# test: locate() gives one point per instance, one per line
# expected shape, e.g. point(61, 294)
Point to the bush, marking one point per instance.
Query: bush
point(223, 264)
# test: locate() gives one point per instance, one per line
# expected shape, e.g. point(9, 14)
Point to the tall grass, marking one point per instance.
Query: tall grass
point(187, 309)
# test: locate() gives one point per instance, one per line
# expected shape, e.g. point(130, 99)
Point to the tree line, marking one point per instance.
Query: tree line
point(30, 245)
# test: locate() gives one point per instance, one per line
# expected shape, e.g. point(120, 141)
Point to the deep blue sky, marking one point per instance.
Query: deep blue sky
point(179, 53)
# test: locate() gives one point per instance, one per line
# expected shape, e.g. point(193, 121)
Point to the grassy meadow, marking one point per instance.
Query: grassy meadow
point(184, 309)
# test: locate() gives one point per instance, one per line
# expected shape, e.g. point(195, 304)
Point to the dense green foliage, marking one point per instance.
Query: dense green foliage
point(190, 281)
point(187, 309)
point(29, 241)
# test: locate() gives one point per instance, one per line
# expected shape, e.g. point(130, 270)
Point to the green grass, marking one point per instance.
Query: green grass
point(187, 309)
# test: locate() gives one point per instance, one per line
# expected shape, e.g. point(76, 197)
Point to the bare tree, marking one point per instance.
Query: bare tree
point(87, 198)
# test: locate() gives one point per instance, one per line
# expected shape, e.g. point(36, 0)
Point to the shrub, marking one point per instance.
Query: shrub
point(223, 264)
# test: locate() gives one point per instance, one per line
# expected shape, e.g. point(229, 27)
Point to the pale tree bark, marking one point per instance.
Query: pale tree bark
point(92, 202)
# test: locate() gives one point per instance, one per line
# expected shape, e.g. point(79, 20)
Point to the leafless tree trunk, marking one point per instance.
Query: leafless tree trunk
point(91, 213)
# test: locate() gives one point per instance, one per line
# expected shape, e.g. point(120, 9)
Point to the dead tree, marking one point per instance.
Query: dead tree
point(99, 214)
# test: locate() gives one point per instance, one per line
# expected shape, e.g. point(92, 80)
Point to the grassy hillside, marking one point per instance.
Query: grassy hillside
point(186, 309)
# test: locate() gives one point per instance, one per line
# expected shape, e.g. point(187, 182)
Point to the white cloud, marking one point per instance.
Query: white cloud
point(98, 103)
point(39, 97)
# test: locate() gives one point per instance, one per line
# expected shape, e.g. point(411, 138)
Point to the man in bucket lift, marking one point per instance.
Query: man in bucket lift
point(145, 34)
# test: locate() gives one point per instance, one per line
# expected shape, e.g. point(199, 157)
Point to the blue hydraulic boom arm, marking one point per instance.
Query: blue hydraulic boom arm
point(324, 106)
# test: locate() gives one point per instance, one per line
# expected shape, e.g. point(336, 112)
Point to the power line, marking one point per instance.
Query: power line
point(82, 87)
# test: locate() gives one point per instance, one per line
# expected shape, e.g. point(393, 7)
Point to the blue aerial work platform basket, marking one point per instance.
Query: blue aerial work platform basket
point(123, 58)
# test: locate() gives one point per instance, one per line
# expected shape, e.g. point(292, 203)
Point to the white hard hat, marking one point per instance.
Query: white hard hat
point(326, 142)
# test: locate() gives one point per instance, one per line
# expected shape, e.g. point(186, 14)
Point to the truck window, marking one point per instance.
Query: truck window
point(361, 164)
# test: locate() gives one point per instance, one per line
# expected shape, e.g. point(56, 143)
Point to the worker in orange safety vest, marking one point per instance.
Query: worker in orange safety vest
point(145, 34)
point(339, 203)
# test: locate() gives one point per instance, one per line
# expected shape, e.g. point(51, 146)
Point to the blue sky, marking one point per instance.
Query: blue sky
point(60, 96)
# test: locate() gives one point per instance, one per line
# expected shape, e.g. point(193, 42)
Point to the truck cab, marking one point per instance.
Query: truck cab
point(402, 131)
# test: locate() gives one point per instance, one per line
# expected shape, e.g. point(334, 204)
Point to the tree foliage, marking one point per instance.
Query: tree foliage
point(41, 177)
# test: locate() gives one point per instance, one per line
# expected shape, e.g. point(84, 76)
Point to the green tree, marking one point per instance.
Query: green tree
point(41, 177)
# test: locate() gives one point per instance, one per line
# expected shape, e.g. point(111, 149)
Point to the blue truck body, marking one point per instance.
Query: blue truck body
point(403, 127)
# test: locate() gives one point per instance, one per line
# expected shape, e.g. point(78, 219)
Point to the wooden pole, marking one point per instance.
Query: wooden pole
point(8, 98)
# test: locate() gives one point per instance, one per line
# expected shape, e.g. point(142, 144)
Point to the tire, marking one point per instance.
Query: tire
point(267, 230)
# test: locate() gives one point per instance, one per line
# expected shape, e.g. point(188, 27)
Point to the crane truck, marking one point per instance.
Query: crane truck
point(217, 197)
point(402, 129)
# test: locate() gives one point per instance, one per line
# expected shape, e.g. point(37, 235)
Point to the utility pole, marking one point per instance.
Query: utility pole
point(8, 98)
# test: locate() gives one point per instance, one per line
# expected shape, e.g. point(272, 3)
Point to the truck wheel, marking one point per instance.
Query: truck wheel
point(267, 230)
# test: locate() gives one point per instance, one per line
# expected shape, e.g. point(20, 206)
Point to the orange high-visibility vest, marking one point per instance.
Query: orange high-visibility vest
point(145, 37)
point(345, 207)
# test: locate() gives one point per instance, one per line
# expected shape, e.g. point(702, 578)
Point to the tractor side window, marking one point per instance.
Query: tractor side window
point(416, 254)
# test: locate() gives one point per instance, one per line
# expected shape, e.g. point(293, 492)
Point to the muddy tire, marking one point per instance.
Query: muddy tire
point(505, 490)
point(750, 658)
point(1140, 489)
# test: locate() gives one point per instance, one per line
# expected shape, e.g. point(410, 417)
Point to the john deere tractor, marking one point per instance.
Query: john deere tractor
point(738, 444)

# [Problem to solve]
All of the data needs to be reproduced exactly, with no line missing.

# [Exercise solution]
# test: locate() gives one point per instance, one per line
# expected shape, e.g. point(61, 294)
Point to the bush, marking one point per instance.
Query: bush
point(223, 264)
# test: locate() gives one point per instance, one per line
# expected shape, e.g. point(9, 14)
Point to the tall grass, marking one point per instance.
Query: tall grass
point(187, 309)
# test: locate() gives one point per instance, one per line
# expected shape, e.g. point(130, 99)
Point to the tree line, marking one point per instance.
Query: tree line
point(30, 245)
# test: locate() gives one point per instance, one per line
# expected shape, e.g. point(120, 141)
Point to the deep blue sky, marking one point per instance.
Query: deep blue sky
point(179, 53)
# test: locate() gives one point per instance, one per line
# expected shape, e.g. point(193, 121)
Point to the grassy meadow, marking one point per instance.
Query: grassy meadow
point(184, 309)
# test: locate() gives one point per instance, one per line
# expected shape, e.g. point(195, 304)
Point to the dense green foliage, marking one point per instance.
Query: dense green foliage
point(190, 281)
point(187, 309)
point(29, 241)
# test: locate() gives one point per instance, one per line
# expected shape, e.g. point(130, 270)
Point to the green grass, marking one point per instance.
Query: green grass
point(187, 309)
# test: locate() gives one point per instance, one per line
# expected shape, e.g. point(76, 197)
Point to the bare tree, marking one point per instance.
Query: bare tree
point(87, 198)
# test: locate() gives one point per instance, one per line
# expected shape, e.g. point(36, 0)
Point to the shrub, marking one point per instance.
Query: shrub
point(223, 264)
# test: locate() gives one point per instance, one per line
# expected shape, e.g. point(229, 27)
Point to the pale tree bark, marking one point per instance.
Query: pale tree bark
point(92, 202)
# test: locate() gives one point per instance, one per line
# expected shape, e.g. point(79, 20)
Point to the leafless tree trunk, marking one point per instance.
Query: leafless tree trunk
point(91, 213)
# test: locate() gives one point per instance, one per line
# expected shape, e.g. point(120, 9)
Point to the dead tree, marking one point per instance.
Query: dead tree
point(99, 214)
# test: locate() gives one point per instance, one per line
# expected shape, e.g. point(92, 80)
Point to the grassy hillside, marking one point per instance.
Query: grassy hillside
point(186, 309)
# test: locate() gives one point per instance, one per line
# expected shape, e.g. point(187, 182)
Point to the white cloud, marking one point per instance.
Query: white cloud
point(98, 103)
point(39, 97)
# test: locate() gives one point per instance, one per line
# expected shape, e.g. point(411, 138)
Point to the man in bucket lift, marking one point per instance.
Query: man in bucket lift
point(145, 34)
# test: locate() gives one point per instance, one per line
# expected shape, e.g. point(199, 157)
Point to the blue hydraulic boom arm, marking one point per instance.
Query: blue hydraulic boom arm
point(324, 106)
# test: locate() gives one point per instance, one per line
# expected shape, e.g. point(336, 112)
Point to the power line, marking one point per instance.
Query: power line
point(82, 87)
# test: locate() gives one point per instance, one per line
# expected shape, e.g. point(393, 7)
Point to the blue aerial work platform basket, marking one point per instance.
Query: blue aerial work platform basket
point(123, 58)
# test: locate() gives one point per instance, one per line
# expected shape, e.g. point(292, 203)
Point to the white hard hat, marking one point per instance.
Query: white hard hat
point(326, 142)
# test: locate() gives one point per instance, one per line
# expected shape, e.g. point(186, 14)
Point to the truck window, marking one point per instance.
Query: truck window
point(361, 164)
# test: locate() gives one point per instance, one per line
# expected shape, e.g. point(56, 143)
Point to the worker in orange safety vest, marking one point per instance.
Query: worker in orange safety vest
point(145, 34)
point(339, 203)
# test: locate() gives one point per instance, one per line
# expected shape, e.g. point(51, 146)
Point to the blue sky, marking one point per instance.
Query: blue sky
point(60, 96)
# test: locate() gives one point per instance, one per line
# expected shape, e.g. point(193, 42)
Point to the truck cab, marking one point per instance.
Query: truck cab
point(402, 131)
# test: locate() gives one point per instance, one per line
# expected shape, e.g. point(334, 204)
Point to the tree foliage, marking one point per instance.
Query: tree foliage
point(41, 177)
# test: locate() gives one point per instance, one per line
# expected shape, e.g. point(84, 76)
Point to the green tree, marking one point per instance.
Query: green tree
point(41, 177)
# test: locate() gives one point per instance, one per line
# expected shape, e.g. point(111, 149)
Point to the blue truck body, marking one point per instance.
Query: blue truck body
point(403, 127)
# test: locate() gives one point per instance, one per line
# expected shape, e.g. point(78, 219)
Point to the wooden pole, marking one point per instance.
Query: wooden pole
point(8, 98)
# test: locate() gives one point per instance, one per line
# expected shape, e.g. point(142, 144)
Point to the tire, marking one point per instance.
Query: tire
point(267, 230)
# test: locate() gives one point per instance, one per line
# expected shape, e.g. point(188, 27)
Point to the crane truck, marking one point per instance.
Query: crane truck
point(217, 197)
point(402, 129)
# test: locate() gives one point per instance, one per line
# expected shape, e.g. point(37, 235)
Point to the utility pole, marking one point per instance.
Query: utility pole
point(8, 98)
# test: locate() gives one point per instance, one per line
# expected shape, e.g. point(272, 3)
Point to the truck wheel, marking one point per instance.
Query: truck wheel
point(267, 230)
# test: locate() gives one point per instance, one per line
# expected shape, e.g. point(20, 206)
Point to the orange high-visibility vest, marking one point per instance.
Query: orange high-visibility vest
point(145, 37)
point(345, 207)
# test: locate() gives one point per instance, one per line
# expected shape, e.g. point(702, 578)
Point to the tractor side window, marking one point per instance.
Query: tractor side window
point(416, 254)
# test: locate() gives one point per instance, one per line
# expected shape, e.g. point(293, 492)
Point to the muddy tire, marking one point per instance.
Query: muddy tire
point(505, 490)
point(750, 658)
point(1140, 489)
# test: locate() gives one point per instance, one per line
# expected shape, e.g. point(410, 417)
Point to the john deere tractor, marking one point per instance.
Query: john deere tractor
point(738, 444)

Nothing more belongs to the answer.